0

I have a table call production

factory_id | factory_name | product_id
         1 |            A |          1
         1 |            A |          2
         1 |            A |          3
         2 |            B |          3
         3 |            C |          1
         3 |            C |          2
         3 |            C |          3
         3 |            C |          4
         3 |            C |          5

I'm trying to develop a query that will return two factory name pair such that every product of factory1 is produced by factory2, result looked like:

factory_name_1 | factory_name_2
             A |              C
             B |              A
             B |              C

I have some nested self join and renames, but I can't wrap my head around how I can apply EXISTS or IN for this scenario that does "for each product produced by factory X do condition". Thanks to any help in advanced.

Entries:
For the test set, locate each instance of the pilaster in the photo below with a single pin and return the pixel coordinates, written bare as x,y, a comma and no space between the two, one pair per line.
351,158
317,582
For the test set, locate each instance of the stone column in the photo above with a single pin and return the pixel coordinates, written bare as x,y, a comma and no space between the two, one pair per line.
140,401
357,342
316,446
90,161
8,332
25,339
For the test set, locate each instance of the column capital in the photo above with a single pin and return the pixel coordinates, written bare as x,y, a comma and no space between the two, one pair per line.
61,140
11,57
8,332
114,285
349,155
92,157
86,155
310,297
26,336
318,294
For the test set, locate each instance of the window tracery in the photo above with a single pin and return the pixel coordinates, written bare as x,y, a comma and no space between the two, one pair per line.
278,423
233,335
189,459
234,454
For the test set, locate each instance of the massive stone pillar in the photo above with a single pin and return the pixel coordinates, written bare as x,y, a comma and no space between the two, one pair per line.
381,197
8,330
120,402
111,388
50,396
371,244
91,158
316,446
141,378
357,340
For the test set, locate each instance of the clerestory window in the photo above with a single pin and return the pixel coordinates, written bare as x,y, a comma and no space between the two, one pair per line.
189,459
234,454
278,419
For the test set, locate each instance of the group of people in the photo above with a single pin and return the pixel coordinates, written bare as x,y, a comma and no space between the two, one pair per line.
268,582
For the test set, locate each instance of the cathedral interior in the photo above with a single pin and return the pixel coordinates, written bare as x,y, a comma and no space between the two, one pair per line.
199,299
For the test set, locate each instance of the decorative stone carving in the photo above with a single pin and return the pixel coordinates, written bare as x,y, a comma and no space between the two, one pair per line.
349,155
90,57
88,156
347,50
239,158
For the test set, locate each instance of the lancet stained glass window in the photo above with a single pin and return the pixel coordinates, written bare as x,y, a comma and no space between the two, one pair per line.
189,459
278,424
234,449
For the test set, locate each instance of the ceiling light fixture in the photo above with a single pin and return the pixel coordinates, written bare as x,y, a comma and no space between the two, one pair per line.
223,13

What is needed: Rewrite the factory pairs question from "I'm trying to" up to and including "help in advanced.", putting "SQL statement" in place of "query". The listing has no connection to the text.

Exercise result:
I'm trying to develop a SQL statement that will return two factory name pair such that every product of factory1 is produced by factory2, result looked like:

factory_name_1 | factory_name_2
             A |              C
             B |              A
             B |              C

I have some nested self join and renames, but I can't wrap my head around how I can apply EXISTS or IN for this scenario that does "for each product produced by factory X do condition". Thanks to any help in advanced.